Items from a data source:
╔══

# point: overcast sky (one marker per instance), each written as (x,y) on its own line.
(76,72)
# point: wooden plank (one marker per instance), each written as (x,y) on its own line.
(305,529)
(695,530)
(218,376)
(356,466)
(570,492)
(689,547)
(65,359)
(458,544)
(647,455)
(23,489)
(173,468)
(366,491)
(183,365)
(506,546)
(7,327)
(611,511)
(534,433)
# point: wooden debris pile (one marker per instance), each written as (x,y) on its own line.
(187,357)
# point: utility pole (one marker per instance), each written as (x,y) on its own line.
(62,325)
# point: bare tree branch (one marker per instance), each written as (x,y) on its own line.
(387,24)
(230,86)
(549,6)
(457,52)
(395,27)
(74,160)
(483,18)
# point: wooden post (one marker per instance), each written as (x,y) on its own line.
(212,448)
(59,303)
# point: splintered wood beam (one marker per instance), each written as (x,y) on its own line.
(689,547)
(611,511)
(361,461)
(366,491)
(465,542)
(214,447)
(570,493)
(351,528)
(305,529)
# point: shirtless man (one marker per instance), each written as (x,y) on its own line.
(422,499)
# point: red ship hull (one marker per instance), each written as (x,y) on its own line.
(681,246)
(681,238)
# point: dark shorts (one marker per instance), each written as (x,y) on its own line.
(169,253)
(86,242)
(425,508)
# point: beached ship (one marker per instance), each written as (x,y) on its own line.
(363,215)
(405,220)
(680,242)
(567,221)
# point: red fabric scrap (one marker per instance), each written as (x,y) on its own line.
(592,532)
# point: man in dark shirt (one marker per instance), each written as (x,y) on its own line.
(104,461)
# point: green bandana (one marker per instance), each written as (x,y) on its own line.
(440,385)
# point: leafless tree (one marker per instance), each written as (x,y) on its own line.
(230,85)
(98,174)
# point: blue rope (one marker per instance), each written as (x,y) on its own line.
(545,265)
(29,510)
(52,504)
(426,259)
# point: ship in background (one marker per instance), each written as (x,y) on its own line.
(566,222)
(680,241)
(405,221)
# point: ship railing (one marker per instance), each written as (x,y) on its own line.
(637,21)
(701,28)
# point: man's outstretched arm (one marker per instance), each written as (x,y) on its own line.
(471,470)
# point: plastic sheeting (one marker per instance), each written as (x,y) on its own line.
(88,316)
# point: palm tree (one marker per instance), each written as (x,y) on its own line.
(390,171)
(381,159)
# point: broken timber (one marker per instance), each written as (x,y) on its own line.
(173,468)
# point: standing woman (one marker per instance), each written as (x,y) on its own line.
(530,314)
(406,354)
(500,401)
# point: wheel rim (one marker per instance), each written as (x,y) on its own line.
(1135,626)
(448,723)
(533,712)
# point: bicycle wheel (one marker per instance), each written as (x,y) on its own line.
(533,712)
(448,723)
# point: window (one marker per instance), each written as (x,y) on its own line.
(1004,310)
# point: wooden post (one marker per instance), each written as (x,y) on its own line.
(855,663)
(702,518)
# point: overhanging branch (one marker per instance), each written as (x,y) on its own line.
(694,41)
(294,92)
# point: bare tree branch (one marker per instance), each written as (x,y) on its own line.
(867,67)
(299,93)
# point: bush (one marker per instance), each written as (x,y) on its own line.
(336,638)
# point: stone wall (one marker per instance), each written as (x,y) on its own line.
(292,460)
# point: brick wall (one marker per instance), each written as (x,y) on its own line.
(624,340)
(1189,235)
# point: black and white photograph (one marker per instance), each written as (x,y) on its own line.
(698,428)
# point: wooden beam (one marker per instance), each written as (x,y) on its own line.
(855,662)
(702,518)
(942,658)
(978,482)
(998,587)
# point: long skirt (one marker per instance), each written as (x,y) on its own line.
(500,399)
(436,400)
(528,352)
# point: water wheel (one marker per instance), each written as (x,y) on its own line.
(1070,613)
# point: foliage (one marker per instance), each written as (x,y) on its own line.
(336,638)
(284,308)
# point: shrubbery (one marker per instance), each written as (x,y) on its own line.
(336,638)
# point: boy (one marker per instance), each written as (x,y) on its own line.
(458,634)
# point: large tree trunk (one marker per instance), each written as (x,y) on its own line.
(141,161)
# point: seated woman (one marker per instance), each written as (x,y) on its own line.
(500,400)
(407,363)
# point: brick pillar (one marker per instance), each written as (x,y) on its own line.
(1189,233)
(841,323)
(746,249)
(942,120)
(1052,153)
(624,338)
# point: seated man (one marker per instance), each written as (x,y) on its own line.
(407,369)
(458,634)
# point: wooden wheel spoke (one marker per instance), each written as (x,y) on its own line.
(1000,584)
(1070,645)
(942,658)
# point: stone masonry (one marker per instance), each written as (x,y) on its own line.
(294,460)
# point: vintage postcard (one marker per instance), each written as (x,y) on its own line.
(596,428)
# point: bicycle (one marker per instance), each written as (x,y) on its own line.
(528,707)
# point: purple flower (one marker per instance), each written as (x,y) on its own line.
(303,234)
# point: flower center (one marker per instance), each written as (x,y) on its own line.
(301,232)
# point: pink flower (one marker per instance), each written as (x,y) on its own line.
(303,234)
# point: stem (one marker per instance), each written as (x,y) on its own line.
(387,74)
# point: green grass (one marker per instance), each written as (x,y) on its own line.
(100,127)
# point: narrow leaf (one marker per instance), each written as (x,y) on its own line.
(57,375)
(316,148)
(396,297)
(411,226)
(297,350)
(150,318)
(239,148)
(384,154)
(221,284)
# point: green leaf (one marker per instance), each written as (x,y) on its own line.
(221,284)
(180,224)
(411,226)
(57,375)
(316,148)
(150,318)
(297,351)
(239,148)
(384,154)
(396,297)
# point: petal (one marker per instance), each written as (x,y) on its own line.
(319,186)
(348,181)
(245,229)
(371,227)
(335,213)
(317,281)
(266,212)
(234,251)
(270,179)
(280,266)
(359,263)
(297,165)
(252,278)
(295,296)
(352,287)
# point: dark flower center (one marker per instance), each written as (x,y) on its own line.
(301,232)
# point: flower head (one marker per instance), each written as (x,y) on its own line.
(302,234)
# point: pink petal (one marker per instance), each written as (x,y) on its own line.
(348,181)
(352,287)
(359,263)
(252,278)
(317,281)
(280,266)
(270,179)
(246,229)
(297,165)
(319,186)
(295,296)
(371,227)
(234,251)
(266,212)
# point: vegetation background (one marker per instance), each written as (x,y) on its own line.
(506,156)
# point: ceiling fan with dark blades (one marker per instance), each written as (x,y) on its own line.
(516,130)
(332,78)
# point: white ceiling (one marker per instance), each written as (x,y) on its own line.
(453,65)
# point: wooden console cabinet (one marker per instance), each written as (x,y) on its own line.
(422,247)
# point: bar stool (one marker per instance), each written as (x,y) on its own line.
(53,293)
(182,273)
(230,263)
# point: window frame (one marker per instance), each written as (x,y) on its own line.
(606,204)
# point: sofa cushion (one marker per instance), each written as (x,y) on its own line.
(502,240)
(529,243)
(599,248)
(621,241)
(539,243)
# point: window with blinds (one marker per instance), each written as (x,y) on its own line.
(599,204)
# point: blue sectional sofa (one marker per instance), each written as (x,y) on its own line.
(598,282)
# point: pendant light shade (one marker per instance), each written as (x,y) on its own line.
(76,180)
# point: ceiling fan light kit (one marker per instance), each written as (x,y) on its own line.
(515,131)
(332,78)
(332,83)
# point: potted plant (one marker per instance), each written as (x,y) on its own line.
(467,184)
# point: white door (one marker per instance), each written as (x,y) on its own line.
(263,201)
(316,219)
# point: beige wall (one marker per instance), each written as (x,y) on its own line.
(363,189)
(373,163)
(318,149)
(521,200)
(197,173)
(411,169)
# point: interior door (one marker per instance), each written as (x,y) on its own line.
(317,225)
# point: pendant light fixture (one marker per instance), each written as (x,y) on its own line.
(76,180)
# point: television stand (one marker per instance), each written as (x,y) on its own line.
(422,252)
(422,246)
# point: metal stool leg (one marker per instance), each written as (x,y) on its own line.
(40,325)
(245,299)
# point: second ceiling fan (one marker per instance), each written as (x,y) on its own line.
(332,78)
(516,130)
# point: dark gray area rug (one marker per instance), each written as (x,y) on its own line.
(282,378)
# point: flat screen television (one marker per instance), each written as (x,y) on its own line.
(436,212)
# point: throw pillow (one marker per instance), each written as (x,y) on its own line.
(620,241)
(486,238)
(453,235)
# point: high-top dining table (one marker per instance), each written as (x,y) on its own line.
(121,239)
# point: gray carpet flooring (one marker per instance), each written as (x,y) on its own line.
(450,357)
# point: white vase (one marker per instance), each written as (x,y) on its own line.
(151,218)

╚══

WHAT TO PRODUCE >> Repeat exactly the lines from the line containing "# point: pendant light fixture" through the end of the listing above; both boundary lines are part of the output.

WORKED ANSWER >>
# point: pendant light fixture (one marker per instance), each written as (x,y) on its own line.
(76,180)
# point: television stand (one marker per instance), each written as (x,y) on its own line.
(422,252)
(422,246)
# point: metal stool leg (one marker per instance), each written as (x,y) on its own line.
(40,325)
(245,299)
# point: second ceiling fan (one marker per instance), each written as (x,y) on its own line.
(332,78)
(516,130)
# point: dark gray area rug (one marker per instance), each written as (x,y) on its own line.
(282,378)
# point: flat screen television (one marker per instance), each written as (x,y) on its own line.
(436,212)
# point: throw pillow (one marker per instance), each written as (x,y) on its own line.
(620,241)
(486,238)
(453,235)
# point: high-top dining table (one marker per instance), each written as (x,y) on its own line.
(121,239)
# point: gray carpet flooring (one marker per instance), each written as (x,y) on its own line.
(450,357)
# point: white vase (one marker per instance), each written as (x,y) on its own line.
(151,218)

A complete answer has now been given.